== TASK TO COMPLETE ==
Please gather every line in the records that contains the string "entrance", copying each one in full; case counts.

····················

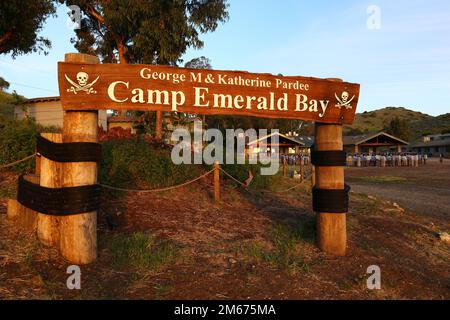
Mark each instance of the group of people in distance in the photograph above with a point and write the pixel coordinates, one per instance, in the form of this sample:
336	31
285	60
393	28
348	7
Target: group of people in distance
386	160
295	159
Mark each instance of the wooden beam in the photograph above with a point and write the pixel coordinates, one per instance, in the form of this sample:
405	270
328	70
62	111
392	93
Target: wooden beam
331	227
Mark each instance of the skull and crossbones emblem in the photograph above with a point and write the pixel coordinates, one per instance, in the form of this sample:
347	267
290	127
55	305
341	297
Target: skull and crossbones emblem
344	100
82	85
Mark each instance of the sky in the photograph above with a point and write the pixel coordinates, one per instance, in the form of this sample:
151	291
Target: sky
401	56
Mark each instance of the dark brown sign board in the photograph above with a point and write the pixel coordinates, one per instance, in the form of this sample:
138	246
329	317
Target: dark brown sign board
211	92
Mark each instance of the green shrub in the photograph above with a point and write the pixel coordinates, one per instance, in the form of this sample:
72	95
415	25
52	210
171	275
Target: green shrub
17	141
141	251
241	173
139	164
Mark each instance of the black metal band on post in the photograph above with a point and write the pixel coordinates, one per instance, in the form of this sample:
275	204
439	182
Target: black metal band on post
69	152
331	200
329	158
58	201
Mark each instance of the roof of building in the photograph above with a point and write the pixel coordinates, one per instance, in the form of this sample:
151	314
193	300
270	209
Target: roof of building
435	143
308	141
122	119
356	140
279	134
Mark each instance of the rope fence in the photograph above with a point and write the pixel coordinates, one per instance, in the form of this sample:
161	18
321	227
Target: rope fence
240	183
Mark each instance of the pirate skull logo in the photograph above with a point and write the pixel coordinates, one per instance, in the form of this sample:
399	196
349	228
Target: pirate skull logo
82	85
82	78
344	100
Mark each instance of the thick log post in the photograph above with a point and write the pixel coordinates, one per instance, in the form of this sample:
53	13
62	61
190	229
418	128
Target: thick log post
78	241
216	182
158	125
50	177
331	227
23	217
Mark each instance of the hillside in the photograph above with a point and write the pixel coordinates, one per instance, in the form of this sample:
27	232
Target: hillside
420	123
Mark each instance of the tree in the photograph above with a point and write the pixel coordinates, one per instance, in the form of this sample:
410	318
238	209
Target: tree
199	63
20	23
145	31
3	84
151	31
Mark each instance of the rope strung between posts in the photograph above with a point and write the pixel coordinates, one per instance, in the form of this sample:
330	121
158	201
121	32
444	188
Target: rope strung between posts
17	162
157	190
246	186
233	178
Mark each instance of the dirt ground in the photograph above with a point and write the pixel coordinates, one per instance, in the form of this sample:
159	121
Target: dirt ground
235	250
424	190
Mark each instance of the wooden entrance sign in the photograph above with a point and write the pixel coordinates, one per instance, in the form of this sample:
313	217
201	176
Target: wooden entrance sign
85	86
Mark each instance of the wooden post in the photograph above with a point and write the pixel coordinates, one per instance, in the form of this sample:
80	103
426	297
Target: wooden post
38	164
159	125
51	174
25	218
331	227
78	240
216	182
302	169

····················

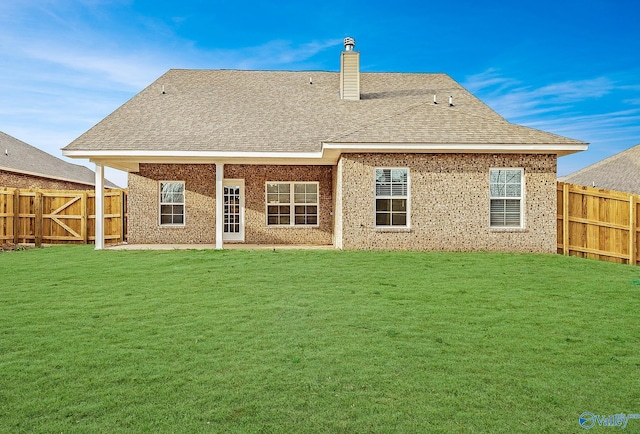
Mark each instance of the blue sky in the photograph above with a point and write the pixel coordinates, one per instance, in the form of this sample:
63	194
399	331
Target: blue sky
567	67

····················

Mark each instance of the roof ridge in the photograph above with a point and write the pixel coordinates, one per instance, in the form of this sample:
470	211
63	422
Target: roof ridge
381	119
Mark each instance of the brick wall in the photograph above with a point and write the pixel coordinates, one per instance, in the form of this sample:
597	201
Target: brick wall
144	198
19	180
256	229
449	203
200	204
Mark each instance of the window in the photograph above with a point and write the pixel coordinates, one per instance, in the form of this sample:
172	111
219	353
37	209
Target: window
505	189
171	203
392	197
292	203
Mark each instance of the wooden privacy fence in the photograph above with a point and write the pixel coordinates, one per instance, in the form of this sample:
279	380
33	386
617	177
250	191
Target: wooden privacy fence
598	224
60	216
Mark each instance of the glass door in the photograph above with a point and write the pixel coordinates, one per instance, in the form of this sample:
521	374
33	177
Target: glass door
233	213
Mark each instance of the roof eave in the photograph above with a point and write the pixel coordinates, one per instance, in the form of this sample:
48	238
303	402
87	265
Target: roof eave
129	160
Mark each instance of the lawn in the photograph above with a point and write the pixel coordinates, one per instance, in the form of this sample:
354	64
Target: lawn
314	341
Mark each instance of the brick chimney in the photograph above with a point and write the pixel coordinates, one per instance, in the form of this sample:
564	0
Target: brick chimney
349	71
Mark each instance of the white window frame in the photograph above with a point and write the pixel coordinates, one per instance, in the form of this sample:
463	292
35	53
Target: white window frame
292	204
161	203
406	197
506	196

····················

== REPLY TO THE EXERCISE ==
Mark each instance of the wooden entrance sign in the photograph above with a point and write the pixel coordinates, one per instance, in the form of this sample:
Target: wooden entrance sign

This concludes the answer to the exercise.